>> begin Supplied material

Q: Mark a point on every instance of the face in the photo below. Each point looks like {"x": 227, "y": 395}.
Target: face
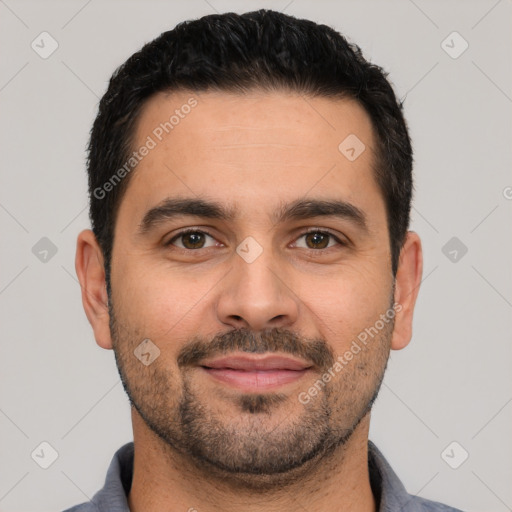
{"x": 287, "y": 253}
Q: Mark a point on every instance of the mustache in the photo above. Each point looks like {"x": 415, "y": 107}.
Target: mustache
{"x": 315, "y": 351}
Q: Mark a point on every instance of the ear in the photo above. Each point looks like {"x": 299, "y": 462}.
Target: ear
{"x": 407, "y": 284}
{"x": 90, "y": 269}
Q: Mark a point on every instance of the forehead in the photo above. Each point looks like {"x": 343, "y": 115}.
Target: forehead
{"x": 253, "y": 149}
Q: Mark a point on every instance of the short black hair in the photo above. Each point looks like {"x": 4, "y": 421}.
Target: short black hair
{"x": 264, "y": 50}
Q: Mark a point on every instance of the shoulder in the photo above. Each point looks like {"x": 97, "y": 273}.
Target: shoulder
{"x": 423, "y": 505}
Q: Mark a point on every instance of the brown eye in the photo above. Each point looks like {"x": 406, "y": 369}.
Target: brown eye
{"x": 317, "y": 239}
{"x": 192, "y": 239}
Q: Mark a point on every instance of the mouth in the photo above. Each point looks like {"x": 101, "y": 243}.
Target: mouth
{"x": 249, "y": 373}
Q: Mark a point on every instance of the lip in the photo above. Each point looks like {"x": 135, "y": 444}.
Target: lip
{"x": 256, "y": 374}
{"x": 252, "y": 363}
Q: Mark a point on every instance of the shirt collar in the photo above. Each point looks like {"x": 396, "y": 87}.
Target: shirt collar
{"x": 389, "y": 492}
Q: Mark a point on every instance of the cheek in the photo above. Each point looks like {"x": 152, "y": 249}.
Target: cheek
{"x": 159, "y": 302}
{"x": 351, "y": 302}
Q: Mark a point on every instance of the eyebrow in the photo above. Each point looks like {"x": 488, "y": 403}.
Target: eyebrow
{"x": 301, "y": 209}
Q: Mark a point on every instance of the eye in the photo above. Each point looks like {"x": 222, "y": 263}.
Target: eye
{"x": 191, "y": 239}
{"x": 317, "y": 239}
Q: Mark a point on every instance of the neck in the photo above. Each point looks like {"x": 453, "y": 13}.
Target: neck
{"x": 165, "y": 479}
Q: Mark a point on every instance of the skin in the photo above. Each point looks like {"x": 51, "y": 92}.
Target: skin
{"x": 199, "y": 443}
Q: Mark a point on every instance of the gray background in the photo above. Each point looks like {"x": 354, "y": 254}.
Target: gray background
{"x": 452, "y": 383}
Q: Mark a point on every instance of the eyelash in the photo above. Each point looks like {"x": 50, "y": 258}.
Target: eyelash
{"x": 309, "y": 231}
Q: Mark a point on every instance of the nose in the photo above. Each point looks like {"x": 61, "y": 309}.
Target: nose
{"x": 257, "y": 295}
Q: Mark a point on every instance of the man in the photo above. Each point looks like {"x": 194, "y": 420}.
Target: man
{"x": 250, "y": 265}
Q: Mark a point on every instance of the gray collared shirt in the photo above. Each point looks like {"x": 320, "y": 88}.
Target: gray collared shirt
{"x": 389, "y": 492}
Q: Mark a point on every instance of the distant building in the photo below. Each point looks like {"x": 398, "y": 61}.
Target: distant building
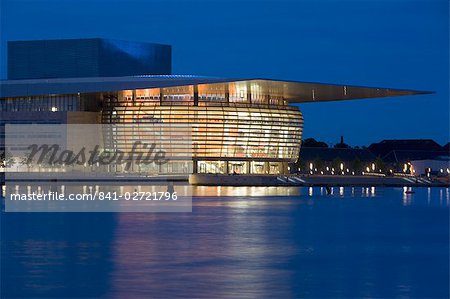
{"x": 89, "y": 57}
{"x": 438, "y": 166}
{"x": 405, "y": 150}
{"x": 320, "y": 159}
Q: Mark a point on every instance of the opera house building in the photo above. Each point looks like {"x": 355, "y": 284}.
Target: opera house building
{"x": 238, "y": 125}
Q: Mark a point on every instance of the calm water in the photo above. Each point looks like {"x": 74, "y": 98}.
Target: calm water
{"x": 283, "y": 243}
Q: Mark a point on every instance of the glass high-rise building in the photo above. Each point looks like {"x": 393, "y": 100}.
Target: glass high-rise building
{"x": 238, "y": 125}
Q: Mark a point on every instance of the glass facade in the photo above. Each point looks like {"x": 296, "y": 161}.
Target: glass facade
{"x": 236, "y": 127}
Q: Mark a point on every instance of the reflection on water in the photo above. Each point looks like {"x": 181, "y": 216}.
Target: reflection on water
{"x": 281, "y": 242}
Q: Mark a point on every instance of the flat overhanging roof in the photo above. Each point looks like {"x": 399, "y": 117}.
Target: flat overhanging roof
{"x": 295, "y": 92}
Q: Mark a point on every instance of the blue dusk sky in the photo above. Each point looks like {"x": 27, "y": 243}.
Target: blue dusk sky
{"x": 382, "y": 43}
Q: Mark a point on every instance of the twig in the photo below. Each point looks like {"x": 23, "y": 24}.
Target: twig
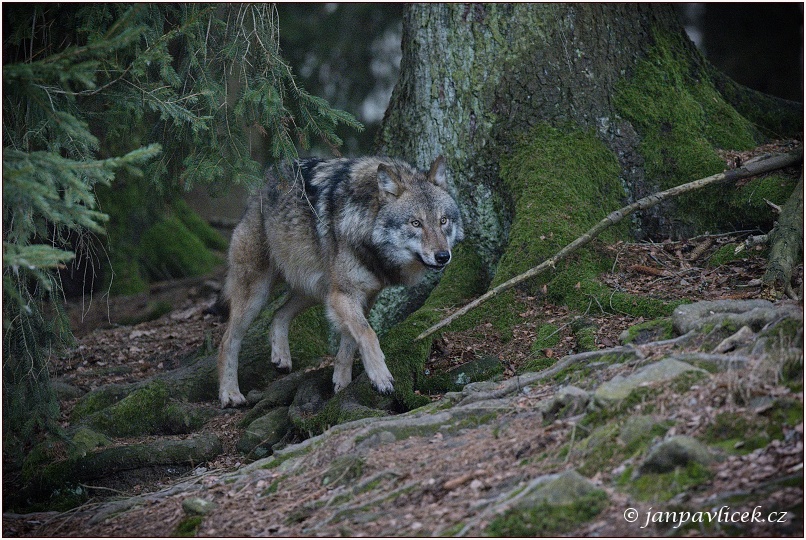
{"x": 752, "y": 169}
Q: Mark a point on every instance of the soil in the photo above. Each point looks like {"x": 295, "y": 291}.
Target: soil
{"x": 451, "y": 473}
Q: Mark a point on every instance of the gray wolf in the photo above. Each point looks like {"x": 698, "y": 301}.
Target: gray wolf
{"x": 337, "y": 232}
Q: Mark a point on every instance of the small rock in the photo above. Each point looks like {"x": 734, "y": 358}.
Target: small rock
{"x": 677, "y": 451}
{"x": 619, "y": 387}
{"x": 635, "y": 428}
{"x": 65, "y": 391}
{"x": 196, "y": 506}
{"x": 264, "y": 432}
{"x": 558, "y": 489}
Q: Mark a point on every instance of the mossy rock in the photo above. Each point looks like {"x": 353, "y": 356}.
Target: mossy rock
{"x": 188, "y": 527}
{"x": 748, "y": 202}
{"x": 455, "y": 379}
{"x": 546, "y": 336}
{"x": 654, "y": 330}
{"x": 664, "y": 371}
{"x": 561, "y": 504}
{"x": 261, "y": 434}
{"x": 727, "y": 254}
{"x": 675, "y": 452}
{"x": 343, "y": 470}
{"x": 682, "y": 119}
{"x": 99, "y": 399}
{"x": 168, "y": 249}
{"x": 210, "y": 237}
{"x": 148, "y": 411}
{"x": 64, "y": 475}
{"x": 662, "y": 487}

>> end Supplied material

## Set task
Skip the pictures and copy exactly the lines from the one containing "Q: Mark a point on every instance of the glass facade" through the end of the material, both ends included.

## Reply to the task
Q: Mark a point on every instance of the glass facade in the photo above. Each point looks like {"x": 296, "y": 161}.
Target: glass facade
{"x": 236, "y": 127}
Q: Mark a point on every instance of the reflection on water in the photo above. Each point looks like {"x": 181, "y": 216}.
Target: reflection on water
{"x": 281, "y": 242}
Q: Mark a point on every instance of the flat overhanging roof in the photo above. Each point looks like {"x": 399, "y": 117}.
Target: flat overhanging roof
{"x": 295, "y": 92}
Q: Mark a point on every instance of the blue dusk sky in the photo above. Each point looks like {"x": 27, "y": 243}.
Target: blue dusk sky
{"x": 382, "y": 43}
Q: Mark a point on every instance of the twig in the photo below. Each point looks like {"x": 23, "y": 24}.
Target: twig
{"x": 752, "y": 169}
Q: Mark a point on every instance of the soil in the photo above. Each point looks like {"x": 295, "y": 291}.
Target: soil
{"x": 451, "y": 473}
Q: Mark a point on every instance of the gray wolf in the photo above. Each point looks like {"x": 698, "y": 301}.
Target: gray wolf
{"x": 337, "y": 232}
Q: Mark a point on every instance of the small rock in the photo above. Each point looks like {"x": 734, "y": 358}.
Target: small rock
{"x": 677, "y": 451}
{"x": 619, "y": 387}
{"x": 635, "y": 428}
{"x": 65, "y": 391}
{"x": 196, "y": 506}
{"x": 264, "y": 432}
{"x": 558, "y": 489}
Q: Mark a point on every instance of the mossy rock in the photo above. Each point looks like {"x": 353, "y": 356}.
Target: mossy rock
{"x": 188, "y": 527}
{"x": 748, "y": 202}
{"x": 455, "y": 379}
{"x": 546, "y": 336}
{"x": 654, "y": 330}
{"x": 664, "y": 371}
{"x": 561, "y": 504}
{"x": 261, "y": 434}
{"x": 727, "y": 254}
{"x": 675, "y": 452}
{"x": 343, "y": 470}
{"x": 682, "y": 119}
{"x": 99, "y": 399}
{"x": 168, "y": 249}
{"x": 210, "y": 237}
{"x": 148, "y": 411}
{"x": 64, "y": 475}
{"x": 662, "y": 487}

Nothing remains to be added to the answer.